=== Exercise description ===
Reproduce verbatim every line from the one that includes "Where can the sky" to the closing line of the entries; omit everything before it.

---

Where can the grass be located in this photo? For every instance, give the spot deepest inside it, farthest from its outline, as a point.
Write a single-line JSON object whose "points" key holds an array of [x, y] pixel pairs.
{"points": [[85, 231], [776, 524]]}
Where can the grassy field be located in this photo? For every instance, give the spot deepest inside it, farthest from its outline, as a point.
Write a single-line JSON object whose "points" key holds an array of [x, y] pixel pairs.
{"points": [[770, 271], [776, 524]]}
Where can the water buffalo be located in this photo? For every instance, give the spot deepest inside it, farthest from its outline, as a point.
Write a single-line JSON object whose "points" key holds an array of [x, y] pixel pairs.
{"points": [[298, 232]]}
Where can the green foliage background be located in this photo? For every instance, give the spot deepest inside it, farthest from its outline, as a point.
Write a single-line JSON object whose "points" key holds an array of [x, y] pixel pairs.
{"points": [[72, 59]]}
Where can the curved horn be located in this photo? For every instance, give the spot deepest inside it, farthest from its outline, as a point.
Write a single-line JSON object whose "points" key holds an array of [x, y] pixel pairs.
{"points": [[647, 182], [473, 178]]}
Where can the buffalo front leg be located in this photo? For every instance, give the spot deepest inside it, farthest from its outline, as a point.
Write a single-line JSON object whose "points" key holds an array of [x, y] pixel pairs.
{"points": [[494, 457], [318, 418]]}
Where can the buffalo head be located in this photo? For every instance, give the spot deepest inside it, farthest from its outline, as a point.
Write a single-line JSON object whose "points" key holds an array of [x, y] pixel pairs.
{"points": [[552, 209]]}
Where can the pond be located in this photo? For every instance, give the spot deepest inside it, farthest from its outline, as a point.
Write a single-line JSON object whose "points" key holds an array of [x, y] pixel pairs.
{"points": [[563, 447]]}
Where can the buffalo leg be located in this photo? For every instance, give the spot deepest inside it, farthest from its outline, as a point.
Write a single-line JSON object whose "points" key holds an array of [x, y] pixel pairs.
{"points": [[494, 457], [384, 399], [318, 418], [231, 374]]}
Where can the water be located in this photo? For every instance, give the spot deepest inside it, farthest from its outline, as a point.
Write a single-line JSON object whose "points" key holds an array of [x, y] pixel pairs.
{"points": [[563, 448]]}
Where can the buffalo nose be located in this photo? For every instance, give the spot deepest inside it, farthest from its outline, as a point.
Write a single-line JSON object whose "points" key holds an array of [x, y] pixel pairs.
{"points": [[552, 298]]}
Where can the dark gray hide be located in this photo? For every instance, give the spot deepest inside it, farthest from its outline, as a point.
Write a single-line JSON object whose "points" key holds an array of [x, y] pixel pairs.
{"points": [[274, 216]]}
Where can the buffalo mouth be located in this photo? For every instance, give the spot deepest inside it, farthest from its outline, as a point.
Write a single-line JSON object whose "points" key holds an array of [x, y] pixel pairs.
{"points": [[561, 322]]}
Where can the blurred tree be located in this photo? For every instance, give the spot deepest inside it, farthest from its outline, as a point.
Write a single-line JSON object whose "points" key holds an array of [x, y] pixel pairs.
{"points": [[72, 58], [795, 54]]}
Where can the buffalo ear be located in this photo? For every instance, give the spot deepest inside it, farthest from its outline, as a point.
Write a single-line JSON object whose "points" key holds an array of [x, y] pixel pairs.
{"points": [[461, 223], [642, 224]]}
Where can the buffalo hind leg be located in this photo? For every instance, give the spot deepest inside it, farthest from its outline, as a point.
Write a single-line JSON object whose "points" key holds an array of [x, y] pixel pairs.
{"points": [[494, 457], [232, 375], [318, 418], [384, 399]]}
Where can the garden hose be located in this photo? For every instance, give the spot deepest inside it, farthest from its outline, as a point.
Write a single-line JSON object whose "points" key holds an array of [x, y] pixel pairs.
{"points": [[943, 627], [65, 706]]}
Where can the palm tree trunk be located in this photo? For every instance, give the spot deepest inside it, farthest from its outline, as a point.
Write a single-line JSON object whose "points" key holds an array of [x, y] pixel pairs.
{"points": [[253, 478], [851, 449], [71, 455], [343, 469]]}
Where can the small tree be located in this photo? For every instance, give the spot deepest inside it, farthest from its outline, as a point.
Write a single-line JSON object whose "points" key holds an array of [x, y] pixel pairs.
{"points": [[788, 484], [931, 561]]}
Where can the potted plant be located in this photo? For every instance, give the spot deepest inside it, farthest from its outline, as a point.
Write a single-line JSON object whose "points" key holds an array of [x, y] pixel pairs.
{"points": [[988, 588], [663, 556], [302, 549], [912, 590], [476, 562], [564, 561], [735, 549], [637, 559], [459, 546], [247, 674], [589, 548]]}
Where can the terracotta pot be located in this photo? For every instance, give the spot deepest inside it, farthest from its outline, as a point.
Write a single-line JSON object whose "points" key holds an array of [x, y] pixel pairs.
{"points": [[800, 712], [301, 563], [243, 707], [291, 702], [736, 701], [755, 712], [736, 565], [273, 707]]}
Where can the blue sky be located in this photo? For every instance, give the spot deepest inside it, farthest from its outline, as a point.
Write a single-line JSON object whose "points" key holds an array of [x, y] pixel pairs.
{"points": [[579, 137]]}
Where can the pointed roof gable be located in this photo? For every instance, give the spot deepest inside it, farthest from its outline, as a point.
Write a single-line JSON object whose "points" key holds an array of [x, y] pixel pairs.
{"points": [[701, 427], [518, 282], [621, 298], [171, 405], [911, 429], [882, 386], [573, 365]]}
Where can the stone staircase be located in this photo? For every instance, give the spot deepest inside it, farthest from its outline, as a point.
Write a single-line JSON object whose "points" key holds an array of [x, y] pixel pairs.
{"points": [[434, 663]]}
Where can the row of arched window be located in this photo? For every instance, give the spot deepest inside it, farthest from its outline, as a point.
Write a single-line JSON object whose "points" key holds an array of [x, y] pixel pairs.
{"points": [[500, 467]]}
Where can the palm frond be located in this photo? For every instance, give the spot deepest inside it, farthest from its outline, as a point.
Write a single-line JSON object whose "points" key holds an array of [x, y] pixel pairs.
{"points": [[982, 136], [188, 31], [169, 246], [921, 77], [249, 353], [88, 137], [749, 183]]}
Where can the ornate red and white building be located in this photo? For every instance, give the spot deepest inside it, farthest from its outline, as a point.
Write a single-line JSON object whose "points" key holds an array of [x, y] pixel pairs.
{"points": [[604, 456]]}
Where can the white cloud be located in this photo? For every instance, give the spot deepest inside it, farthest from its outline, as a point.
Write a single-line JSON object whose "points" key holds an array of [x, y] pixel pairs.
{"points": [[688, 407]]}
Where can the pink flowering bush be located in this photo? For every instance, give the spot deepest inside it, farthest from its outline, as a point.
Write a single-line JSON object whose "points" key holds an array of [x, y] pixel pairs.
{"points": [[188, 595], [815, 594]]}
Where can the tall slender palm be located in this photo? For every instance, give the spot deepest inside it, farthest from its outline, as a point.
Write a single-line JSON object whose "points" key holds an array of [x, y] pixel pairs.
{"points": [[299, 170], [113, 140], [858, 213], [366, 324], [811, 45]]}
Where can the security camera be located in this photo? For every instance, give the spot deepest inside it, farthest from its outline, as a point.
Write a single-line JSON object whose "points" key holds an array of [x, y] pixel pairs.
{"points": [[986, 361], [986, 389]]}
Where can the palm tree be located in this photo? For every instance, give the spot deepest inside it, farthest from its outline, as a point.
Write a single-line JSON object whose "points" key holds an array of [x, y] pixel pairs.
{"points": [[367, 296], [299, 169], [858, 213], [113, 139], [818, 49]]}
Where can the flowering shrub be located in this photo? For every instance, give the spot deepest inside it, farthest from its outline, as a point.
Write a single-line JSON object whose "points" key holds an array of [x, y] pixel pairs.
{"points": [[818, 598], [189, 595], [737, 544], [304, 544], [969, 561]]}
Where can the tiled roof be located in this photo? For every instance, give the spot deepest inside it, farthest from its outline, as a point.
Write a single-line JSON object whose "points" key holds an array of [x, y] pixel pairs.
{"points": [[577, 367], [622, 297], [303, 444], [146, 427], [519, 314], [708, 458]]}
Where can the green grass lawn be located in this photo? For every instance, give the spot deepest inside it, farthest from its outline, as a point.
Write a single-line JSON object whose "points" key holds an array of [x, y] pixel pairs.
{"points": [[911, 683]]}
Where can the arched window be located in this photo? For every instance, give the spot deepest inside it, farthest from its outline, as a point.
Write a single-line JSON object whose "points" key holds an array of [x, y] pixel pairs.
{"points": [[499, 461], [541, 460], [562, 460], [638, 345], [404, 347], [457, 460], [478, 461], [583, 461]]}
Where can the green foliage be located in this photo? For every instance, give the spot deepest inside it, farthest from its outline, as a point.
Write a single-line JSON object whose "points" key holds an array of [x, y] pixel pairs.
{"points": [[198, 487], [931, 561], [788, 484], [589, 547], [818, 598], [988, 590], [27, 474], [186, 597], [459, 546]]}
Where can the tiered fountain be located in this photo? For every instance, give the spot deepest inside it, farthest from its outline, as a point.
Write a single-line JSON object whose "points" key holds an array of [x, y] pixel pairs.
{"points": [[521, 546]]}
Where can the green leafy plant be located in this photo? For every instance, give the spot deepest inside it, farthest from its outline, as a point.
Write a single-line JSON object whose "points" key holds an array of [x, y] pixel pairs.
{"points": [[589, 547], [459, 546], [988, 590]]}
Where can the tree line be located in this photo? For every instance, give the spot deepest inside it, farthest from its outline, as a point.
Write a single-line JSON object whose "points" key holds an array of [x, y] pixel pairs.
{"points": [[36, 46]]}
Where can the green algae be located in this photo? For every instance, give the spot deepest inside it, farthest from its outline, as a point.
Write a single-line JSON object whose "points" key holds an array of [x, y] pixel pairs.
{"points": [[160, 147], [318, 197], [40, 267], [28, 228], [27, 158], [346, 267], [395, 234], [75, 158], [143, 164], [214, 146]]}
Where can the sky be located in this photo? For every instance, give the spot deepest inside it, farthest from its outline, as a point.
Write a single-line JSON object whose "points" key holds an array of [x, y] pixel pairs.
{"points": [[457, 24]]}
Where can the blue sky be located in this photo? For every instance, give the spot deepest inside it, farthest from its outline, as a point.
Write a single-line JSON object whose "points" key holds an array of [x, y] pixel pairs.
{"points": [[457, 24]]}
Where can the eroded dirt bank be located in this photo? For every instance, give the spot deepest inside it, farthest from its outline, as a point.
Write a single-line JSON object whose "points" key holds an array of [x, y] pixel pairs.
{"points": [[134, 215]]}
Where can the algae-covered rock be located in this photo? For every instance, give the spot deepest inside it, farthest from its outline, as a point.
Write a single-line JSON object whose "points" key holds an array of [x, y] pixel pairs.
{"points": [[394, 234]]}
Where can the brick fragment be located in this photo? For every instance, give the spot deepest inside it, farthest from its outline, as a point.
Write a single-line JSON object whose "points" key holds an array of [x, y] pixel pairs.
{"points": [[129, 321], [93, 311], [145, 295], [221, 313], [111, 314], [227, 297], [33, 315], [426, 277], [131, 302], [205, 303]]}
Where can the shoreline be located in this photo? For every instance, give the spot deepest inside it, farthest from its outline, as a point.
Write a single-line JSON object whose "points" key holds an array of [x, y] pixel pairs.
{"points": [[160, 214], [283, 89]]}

---

=== Answer below ===
Where can the sky be located in this photo? For every instance, give the spot deepest inside it, farthest from its outline, as a point.
Write a single-line JSON object whose "points" key holds an array of [x, y] pixel pairs.
{"points": [[457, 24]]}
Where can the blue sky be located in this photo? For every instance, give the spot deepest inside it, farthest from its outline, as a point.
Write a single-line JSON object whose "points" key holds an array of [x, y] pixel pairs.
{"points": [[457, 24]]}
Where can the eroded dirt bank be located in this photo? For every instance, give the spot deepest inside it, farthest from its outline, as a point.
Write a single-line JSON object whose "points" key holds an array of [x, y] pixel pairs.
{"points": [[134, 215]]}
Where can the algae-covered rock be located in this photo? For every instance, give the spot deepest inside it, farthest from its outline, as a point.
Write a single-line JSON object whose "points" key holds an array of [x, y] pixel pairs.
{"points": [[394, 234]]}
Where can the brick fragment be located in this photo? For every instance, give the spot deepest inside it, farthest from its outline, as a point.
Write a single-line JSON object whose "points" key holds an array of [x, y] pixel pairs.
{"points": [[129, 321], [93, 311], [145, 295], [221, 313], [111, 314], [227, 297], [33, 315], [426, 277], [131, 302], [205, 303]]}
Where can the shoreline be located in this photo? For every instance, give the spot deepest inside it, farthest from its outline, as a point.
Write a single-line JSON object whose "points" key holds an array of [x, y] pixel pairs.
{"points": [[160, 214], [283, 89]]}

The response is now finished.